Copy out the entries exactly. Print them in full.

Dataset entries
___

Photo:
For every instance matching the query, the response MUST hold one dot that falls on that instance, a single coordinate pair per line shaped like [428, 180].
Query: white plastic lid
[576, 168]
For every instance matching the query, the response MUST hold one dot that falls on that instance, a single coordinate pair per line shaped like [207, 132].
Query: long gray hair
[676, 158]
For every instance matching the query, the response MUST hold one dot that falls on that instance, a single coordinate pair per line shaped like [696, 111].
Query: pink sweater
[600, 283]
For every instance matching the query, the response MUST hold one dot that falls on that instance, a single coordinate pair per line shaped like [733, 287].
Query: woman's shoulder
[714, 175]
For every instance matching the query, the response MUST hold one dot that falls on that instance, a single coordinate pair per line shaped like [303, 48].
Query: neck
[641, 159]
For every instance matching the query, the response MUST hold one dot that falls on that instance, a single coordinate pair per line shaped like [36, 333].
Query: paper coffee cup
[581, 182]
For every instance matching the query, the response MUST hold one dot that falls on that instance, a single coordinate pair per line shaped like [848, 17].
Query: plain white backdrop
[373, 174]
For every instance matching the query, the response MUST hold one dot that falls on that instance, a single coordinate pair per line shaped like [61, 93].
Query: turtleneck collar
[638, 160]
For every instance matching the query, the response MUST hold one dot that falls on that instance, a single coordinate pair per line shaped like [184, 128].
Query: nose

___

→ **RESULT FOR THIS TASK**:
Photo:
For every instance matching the query, the response MUST hold one dot that falls on that instance, a single coordinate pair per line shaped like [428, 180].
Query: white plastic lid
[576, 168]
For every instance matching the query, the response MUST hold one dot that falls on that instance, a single coordinate pair per line shaped like [207, 132].
Query: long gray hair
[676, 158]
For every instance matching the query, the response MUST hold one dot that falls on that instance, a single coordinate pair per line shaped like [696, 111].
Query: pink sweater
[600, 283]
For every instance matching the query, the response MUST hold one dot that falls on that instance, a single coordinate pair per line shaped like [733, 287].
Query: woman's shoulder
[714, 175]
For every instance matching the query, the response MUST hold one dot that falls on that instance, a single coordinate pair per line shaped like [303, 48].
Query: neck
[641, 159]
For every instance matching the query, the response MUST hold one dot that falls on that instance, a single coordinate pair per line shaped like [36, 333].
Query: paper coffee cup
[581, 182]
For every instance matching the query, the response MUST hold one dot that falls on that instance, a single coordinate pair per line shaped like [848, 17].
Query: plain white backdrop
[373, 174]
For every instance matching the query, the response MUST hold one dot that falls on that instance, a single coordinate pair per line shaped like [61, 93].
Query: turtleneck collar
[638, 160]
For every instance matching the query, the response MUST hold one dot that falls on that instance, a single coordinate pair per line shaped like [184, 128].
Query: nose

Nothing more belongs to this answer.